# Stated goal
Locate each of the lines below that contains the string "stone", and copy those lines in full. The match is case-sensitive.

# Records for the task
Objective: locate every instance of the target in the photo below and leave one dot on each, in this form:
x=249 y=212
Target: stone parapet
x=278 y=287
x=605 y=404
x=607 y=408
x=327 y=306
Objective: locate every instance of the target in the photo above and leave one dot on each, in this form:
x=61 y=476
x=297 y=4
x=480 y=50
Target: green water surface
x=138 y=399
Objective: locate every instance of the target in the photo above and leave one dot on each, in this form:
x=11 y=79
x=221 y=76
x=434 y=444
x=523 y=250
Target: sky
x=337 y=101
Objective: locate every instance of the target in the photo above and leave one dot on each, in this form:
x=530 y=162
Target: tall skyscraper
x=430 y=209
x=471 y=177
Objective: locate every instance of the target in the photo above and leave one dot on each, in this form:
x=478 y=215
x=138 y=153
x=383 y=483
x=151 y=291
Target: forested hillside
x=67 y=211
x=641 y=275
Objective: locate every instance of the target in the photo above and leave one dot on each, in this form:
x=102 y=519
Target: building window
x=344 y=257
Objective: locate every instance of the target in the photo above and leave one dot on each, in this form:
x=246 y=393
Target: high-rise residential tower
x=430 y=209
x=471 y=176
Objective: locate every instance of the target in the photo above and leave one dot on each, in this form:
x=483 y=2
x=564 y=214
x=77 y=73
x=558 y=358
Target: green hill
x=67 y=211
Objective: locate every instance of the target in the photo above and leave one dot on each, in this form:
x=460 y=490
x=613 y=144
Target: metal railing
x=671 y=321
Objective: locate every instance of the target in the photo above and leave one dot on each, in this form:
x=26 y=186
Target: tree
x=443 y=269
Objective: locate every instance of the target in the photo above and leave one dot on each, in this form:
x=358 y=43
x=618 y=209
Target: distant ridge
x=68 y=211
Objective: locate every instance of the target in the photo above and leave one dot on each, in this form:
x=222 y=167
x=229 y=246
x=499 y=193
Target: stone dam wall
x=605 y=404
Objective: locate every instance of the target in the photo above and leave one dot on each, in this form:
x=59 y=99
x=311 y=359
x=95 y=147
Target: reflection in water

# Exercise answer
Target: stone parapet
Target: stone dam wall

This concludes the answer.